[Task instructions]
Keeping each line exactly as it is, output all of the records.

BEGIN Data to use

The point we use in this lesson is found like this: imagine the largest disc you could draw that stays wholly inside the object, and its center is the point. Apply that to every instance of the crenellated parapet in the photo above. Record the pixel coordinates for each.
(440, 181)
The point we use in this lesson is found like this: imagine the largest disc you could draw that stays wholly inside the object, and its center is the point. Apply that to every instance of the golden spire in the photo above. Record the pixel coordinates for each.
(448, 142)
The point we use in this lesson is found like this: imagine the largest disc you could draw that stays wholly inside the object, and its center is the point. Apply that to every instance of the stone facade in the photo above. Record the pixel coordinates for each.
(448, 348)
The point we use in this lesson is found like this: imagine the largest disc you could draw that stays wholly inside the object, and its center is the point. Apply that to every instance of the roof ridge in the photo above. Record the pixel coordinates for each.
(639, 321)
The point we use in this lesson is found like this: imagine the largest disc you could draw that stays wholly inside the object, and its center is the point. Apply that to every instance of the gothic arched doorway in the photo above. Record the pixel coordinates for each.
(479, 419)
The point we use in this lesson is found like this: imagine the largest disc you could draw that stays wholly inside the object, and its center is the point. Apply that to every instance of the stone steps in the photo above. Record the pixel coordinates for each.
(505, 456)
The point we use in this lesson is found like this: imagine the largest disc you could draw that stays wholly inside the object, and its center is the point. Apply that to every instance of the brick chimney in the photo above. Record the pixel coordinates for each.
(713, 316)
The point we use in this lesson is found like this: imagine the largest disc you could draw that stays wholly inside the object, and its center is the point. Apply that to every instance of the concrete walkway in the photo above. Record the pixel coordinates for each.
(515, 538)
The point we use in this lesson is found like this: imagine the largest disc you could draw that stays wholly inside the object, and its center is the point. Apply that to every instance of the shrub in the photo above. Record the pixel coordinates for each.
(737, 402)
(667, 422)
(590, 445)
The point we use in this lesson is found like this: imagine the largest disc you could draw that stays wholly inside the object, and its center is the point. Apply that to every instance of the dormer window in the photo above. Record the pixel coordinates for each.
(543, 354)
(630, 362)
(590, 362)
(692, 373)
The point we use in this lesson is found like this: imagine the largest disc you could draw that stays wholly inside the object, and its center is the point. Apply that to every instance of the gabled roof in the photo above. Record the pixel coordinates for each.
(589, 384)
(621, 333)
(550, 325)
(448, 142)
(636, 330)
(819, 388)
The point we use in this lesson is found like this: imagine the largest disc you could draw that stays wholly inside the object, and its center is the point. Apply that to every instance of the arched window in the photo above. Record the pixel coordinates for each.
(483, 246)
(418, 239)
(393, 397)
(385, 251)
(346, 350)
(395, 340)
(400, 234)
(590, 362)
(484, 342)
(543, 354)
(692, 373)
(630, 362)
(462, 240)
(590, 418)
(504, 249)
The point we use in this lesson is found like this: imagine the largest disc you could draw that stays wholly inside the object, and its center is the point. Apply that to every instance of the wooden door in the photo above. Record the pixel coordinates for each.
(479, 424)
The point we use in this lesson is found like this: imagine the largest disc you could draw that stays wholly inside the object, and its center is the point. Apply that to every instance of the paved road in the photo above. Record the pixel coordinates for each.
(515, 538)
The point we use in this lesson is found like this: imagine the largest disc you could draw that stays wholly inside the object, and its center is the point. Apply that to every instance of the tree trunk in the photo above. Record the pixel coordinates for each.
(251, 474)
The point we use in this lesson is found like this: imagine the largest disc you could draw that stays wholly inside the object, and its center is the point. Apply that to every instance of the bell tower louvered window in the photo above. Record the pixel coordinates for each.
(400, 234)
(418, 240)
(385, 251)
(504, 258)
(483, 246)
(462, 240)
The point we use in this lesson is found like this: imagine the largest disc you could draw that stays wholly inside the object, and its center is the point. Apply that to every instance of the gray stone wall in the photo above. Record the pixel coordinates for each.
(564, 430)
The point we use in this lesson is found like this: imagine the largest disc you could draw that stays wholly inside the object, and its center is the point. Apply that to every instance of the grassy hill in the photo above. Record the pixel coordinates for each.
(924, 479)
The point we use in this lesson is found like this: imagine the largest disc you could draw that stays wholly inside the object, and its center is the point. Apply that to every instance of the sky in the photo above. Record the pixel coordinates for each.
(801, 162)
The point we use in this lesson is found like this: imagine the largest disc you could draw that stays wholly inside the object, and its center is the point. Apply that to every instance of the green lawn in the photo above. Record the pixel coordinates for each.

END Data to use

[Task solution]
The point we use in this lesson is found like this: imagine the largest disc you could draw that stays wholly inside the object, and its center is the point. Apply that to every instance of the crenellated parapet in the photo above. Record the pixel coordinates for each.
(440, 181)
The point we use in this lesson is found like this: imagine the largest disc you could draw that stays wholly inside the object, and its center is the point. Apply that to every instance of the golden spire in the photo above. Record the pixel coordinates for each.
(448, 142)
The point we use in this lesson is found like this: imagine the largest disc you could draw that stays wholly inside the object, and its center is the point. Apply that to every instance of the stone facade in the photo above. Record the pixel coordinates for each.
(448, 348)
The point we use in this lesson is found like this: imagine the largest disc you could draw that stays wholly inside the object, and its center is the point. Apply that to every instance of the roof ridge in the photo above. Record the pixel coordinates for each.
(639, 321)
The point we use in this lesson is found like this: imagine the largest disc you could draw that stays wholly inside the object, and its center is the point. Apply that to every instance of the gothic arched doorway in the photo above. Record the pixel coordinates for each.
(479, 419)
The point we use in this lesson is found like this: imagine the largest disc you could draw that stays wholly inside the object, and its center is the point. Apply that to every instance of the stone steps in the photo above. Record the pixel coordinates for each.
(505, 456)
The point we use in this lesson is found like this: imagine the largest disc you could draw that stays wholly inside the object, and its center is the point. Apply that to every instance of the brick chimney in the photo above. Record the pixel coordinates for each.
(713, 316)
The point we use in this lesson is found like this: imagine the largest disc you could draw that stays wholly inside the object, and its center is the point. Apply that to every instance of the concrete walkway in the photo above. Record the pixel coordinates for each.
(515, 538)
The point we use in this lesson is found like this: imagine the largest disc you could draw that stays wholly inside the object, and its center is the point. Apply that to every instance of the shrub in the photo above. Record the pixel coordinates for each.
(737, 402)
(667, 422)
(590, 445)
The point we use in this lesson is found like this: imagine the largest disc you could draw that stays wholly inside the object, and its center is the point. Apply that to every instance of the dormer window in the photo above. Record the pixel coordinates for each.
(543, 354)
(630, 362)
(590, 362)
(692, 373)
The point we use in this lesson is found like this: imagine the largest disc you could draw that stays wholly inside the object, and its center is the point. Apply that to every instance of the gabled roof in the photo above. Record the pixel coordinates for each.
(589, 384)
(621, 333)
(550, 325)
(448, 142)
(636, 330)
(819, 388)
The point we use in this lesson is found like this: imagine the largest disc you could draw that stays wholly inside the object, and its center is the point. Apply that to every instance of the arched window in the photo above. Record the pixel coordinates for each.
(483, 246)
(418, 239)
(393, 397)
(385, 251)
(346, 350)
(395, 340)
(400, 234)
(590, 362)
(484, 342)
(543, 354)
(692, 373)
(630, 362)
(462, 240)
(590, 418)
(504, 249)
The point we use in this lesson is found like this: imagine the largest disc you could draw that stays wholly inside the object, and its center is the point. Apply that to every instance of the wooden door in the photo above. Record the pixel coordinates for each.
(479, 424)
The point we use in this lesson is found like this: imagine the largest disc you could draw that stays wholly inside the object, and its center is the point. Apply that to every instance of the paved road in the photo above. Record the pixel coordinates for each.
(515, 538)
The point we use in this lesson is found like this: imagine the largest disc you could draw that stays wholly inside the object, and its center is the point. Apply that to every instance of the tree trunk in the photo above. Record the pixel coordinates for each.
(251, 474)
The point we use in this lesson is found like this: imagine the largest disc you could draw that stays wholly inside the object, and its center is the point. Apply that to every instance of the bell tower louvered window in the photo above. Record the pixel coordinates for each.
(400, 234)
(418, 240)
(385, 251)
(504, 258)
(483, 246)
(462, 240)
The point we use in this lesson is found like this: imagine the largest disc you could draw that stays wholly inside the object, and its center is the point. Apply that to every instance of the gray stone wall in the photo above. Record the pixel coordinates for each.
(564, 430)
The point we use in this lesson is found like this: imagine the largest disc you could draw that stays wholly inside the object, and its center is the point. Apply that to every instance of the grassy hill in the photo above. Record the pixel coordinates for each.
(924, 479)
The point we use in this lesson is found like this: imagine the largest disc you could draw that stays wholly inside the object, and its center is the point. Apply that to every instance of the sky in the photo above. Record the pixel coordinates for each.
(801, 162)
The point we use in this lesson is found like this: imagine the largest disc you could draw that stays wholly inside the object, and its center is the point. Apply that to every instance of the green lawn in the photo above. Record the pixel coordinates for each.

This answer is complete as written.